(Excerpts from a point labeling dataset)
——————————

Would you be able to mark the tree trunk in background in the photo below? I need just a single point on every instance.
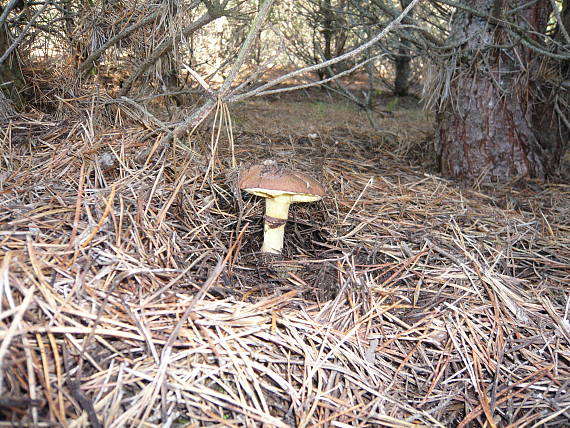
(403, 60)
(11, 79)
(498, 120)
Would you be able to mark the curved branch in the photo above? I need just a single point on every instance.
(88, 63)
(393, 24)
(168, 44)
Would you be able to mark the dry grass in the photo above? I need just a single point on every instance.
(132, 294)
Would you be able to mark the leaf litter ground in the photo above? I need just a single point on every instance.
(133, 293)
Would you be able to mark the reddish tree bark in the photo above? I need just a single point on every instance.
(499, 119)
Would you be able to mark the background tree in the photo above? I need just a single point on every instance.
(501, 92)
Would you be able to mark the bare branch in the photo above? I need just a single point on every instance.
(354, 52)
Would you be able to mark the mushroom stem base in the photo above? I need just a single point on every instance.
(276, 213)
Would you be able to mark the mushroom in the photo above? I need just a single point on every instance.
(280, 188)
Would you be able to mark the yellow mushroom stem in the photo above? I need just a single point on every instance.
(276, 214)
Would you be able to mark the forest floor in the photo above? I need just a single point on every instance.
(133, 294)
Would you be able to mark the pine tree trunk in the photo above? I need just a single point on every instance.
(11, 80)
(402, 61)
(499, 120)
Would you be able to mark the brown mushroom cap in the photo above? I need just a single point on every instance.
(269, 180)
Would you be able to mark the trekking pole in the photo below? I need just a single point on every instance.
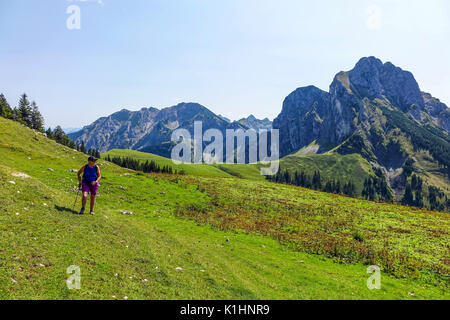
(76, 198)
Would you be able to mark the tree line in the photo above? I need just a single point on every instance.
(27, 113)
(146, 167)
(375, 187)
(421, 196)
(314, 181)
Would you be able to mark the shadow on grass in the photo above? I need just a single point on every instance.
(64, 209)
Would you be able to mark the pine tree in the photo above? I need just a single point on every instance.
(316, 181)
(59, 134)
(49, 133)
(24, 110)
(5, 108)
(82, 147)
(408, 198)
(37, 121)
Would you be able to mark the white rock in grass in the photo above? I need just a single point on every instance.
(20, 175)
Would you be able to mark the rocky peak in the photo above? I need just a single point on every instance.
(370, 78)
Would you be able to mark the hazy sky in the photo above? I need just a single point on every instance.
(236, 57)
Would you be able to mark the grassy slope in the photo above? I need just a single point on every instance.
(40, 238)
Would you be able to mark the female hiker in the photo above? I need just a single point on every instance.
(89, 183)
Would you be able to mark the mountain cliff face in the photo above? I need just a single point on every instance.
(252, 122)
(376, 110)
(148, 129)
(311, 114)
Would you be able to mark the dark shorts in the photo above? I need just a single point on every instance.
(89, 188)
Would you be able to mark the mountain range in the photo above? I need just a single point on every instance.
(376, 111)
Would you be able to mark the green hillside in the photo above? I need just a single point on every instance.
(332, 166)
(283, 242)
(223, 170)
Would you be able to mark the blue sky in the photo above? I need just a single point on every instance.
(236, 57)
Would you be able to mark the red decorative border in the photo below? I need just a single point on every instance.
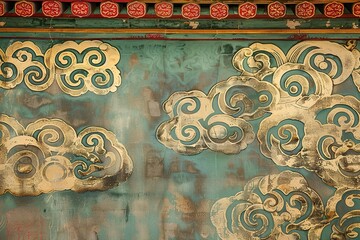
(190, 11)
(52, 8)
(276, 10)
(164, 9)
(136, 9)
(334, 10)
(80, 9)
(356, 9)
(305, 10)
(219, 10)
(109, 9)
(24, 9)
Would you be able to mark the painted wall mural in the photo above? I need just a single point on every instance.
(219, 139)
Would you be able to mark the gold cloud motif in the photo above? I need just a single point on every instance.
(76, 67)
(323, 138)
(216, 121)
(277, 206)
(49, 155)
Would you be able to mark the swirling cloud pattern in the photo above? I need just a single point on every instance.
(49, 155)
(76, 67)
(216, 121)
(278, 206)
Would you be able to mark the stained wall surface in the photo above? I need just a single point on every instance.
(133, 139)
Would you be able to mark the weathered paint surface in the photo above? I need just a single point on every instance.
(211, 187)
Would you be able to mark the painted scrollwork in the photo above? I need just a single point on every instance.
(217, 121)
(324, 139)
(76, 67)
(24, 61)
(49, 155)
(278, 206)
(342, 216)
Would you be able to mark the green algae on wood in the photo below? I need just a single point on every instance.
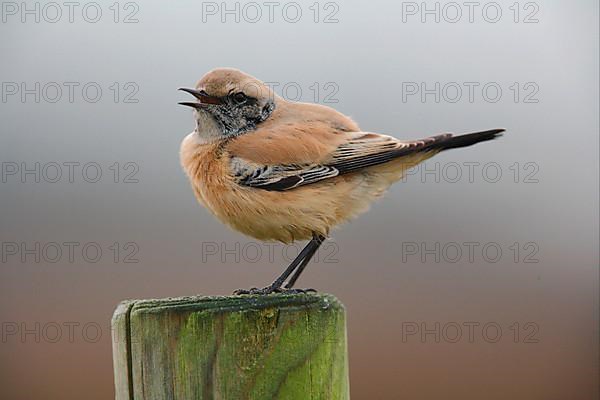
(279, 346)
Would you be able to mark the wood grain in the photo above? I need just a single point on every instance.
(241, 347)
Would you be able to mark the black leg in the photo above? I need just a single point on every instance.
(298, 264)
(318, 239)
(307, 251)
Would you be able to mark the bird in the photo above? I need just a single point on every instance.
(285, 171)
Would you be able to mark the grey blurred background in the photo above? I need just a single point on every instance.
(516, 317)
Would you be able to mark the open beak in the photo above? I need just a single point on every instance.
(203, 99)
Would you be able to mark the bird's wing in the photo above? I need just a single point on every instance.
(297, 155)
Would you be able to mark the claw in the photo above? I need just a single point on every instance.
(269, 289)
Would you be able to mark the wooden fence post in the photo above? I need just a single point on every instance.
(279, 346)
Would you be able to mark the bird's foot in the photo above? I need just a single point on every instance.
(271, 289)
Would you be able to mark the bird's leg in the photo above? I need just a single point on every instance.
(318, 239)
(307, 252)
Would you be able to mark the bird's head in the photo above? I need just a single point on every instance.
(229, 102)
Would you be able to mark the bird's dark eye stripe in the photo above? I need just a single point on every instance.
(239, 97)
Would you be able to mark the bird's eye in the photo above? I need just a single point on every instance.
(239, 98)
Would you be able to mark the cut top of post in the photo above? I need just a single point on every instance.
(278, 346)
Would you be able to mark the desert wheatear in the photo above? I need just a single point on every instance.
(284, 171)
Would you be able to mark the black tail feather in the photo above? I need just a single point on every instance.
(454, 142)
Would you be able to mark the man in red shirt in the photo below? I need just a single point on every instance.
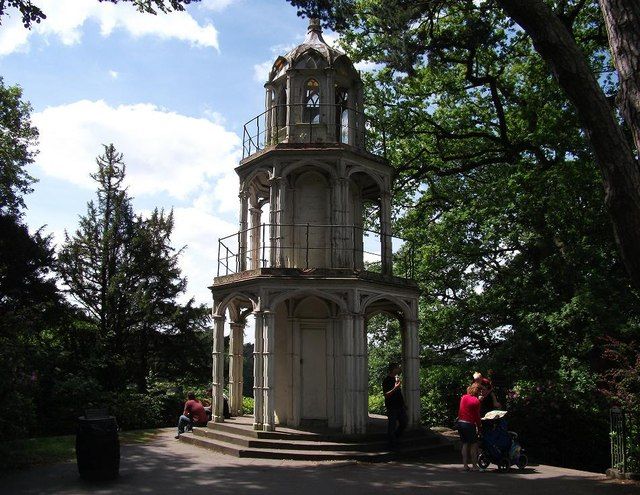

——————————

What is asked:
Report each line above that contains the word "mushroom", copying those lines in full. Case counts.

Complete response:
Would you be able to mark the mushroom stem base in the photo above? I need just a single point on every instance.
Would you be able to mark the mushroom in the photo above? I need just a single point on every instance.
Would you be able to mark the yellow mushroom stem in the photo above? I need just a single point on every instance.
Would you be able to mark the brown mushroom cap in the photo above? I need just a single point on every instance.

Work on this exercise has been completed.